• _Enregistrements_:
:::::

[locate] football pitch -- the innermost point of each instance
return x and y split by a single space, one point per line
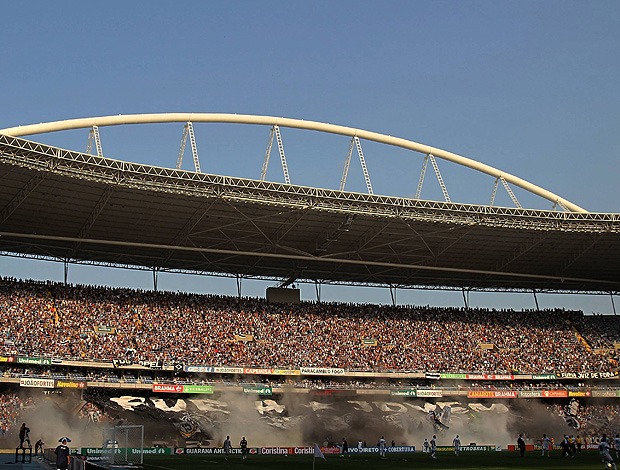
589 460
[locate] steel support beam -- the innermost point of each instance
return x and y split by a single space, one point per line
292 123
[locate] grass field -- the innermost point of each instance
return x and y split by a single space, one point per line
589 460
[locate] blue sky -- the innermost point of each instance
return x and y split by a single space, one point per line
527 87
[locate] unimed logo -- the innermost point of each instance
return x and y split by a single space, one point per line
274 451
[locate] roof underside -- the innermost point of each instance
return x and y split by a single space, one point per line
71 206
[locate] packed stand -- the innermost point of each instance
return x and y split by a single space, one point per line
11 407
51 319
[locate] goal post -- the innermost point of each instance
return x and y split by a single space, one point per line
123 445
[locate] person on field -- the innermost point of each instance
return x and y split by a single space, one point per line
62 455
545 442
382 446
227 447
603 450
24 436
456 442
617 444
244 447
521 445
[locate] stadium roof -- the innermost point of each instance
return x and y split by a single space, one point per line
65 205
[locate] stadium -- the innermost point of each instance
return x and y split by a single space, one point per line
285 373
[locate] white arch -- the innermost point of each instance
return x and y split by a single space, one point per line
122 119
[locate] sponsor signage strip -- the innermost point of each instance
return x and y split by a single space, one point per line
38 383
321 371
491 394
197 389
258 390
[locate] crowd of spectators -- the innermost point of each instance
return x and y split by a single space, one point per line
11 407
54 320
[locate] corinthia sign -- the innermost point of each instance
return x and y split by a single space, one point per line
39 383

:::::

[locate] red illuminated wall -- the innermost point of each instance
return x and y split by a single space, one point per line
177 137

:::::

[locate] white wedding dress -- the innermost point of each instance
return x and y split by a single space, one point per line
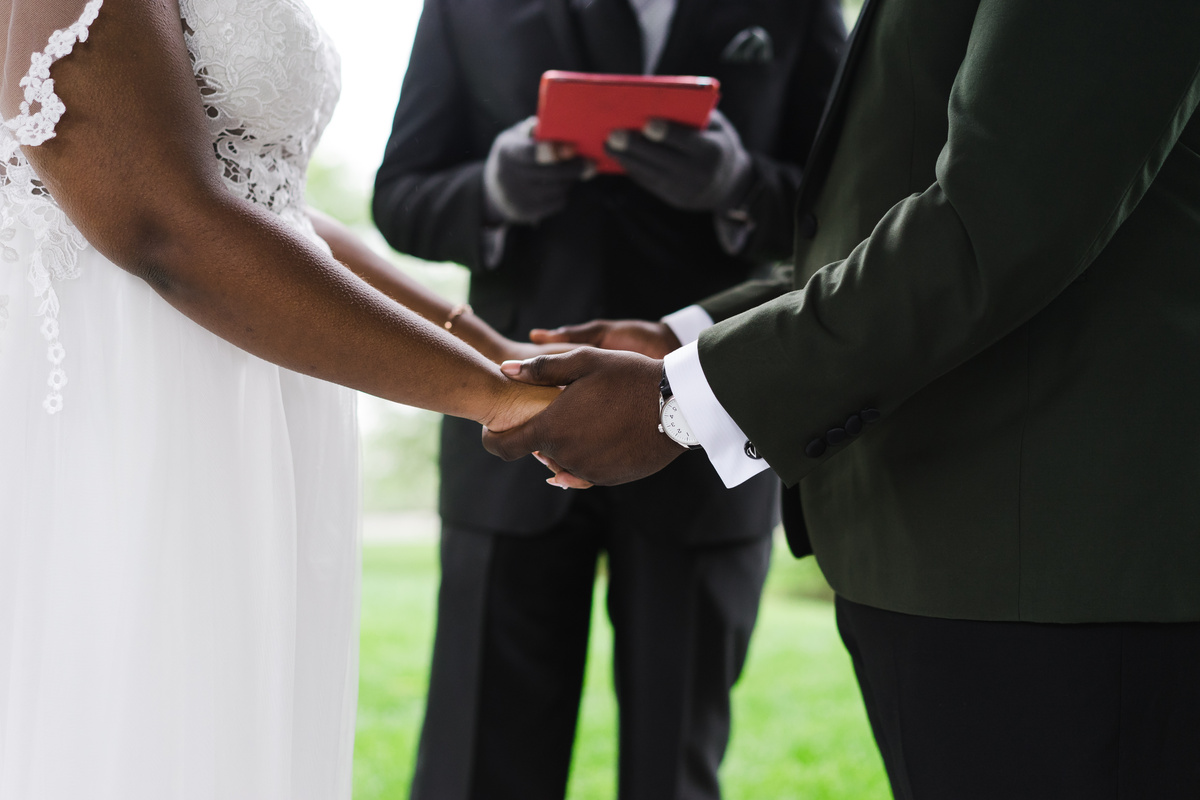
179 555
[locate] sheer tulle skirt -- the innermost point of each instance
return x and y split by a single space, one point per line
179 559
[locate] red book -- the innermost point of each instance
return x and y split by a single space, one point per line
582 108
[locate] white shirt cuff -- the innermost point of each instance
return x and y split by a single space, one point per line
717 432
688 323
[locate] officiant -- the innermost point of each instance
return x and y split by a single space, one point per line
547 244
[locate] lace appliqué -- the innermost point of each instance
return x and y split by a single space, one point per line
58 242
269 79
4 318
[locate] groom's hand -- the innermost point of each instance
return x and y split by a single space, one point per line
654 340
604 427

:::::

• _Consigne_:
Filtrez les enregistrements ci-dessus en ne conservant que les lignes contenant la chaîne « field », recopiées telles quelles.

• _Réponse_:
[locate] grass field -- the innermost point of each instance
[locate] person on field -- the innermost point of each instance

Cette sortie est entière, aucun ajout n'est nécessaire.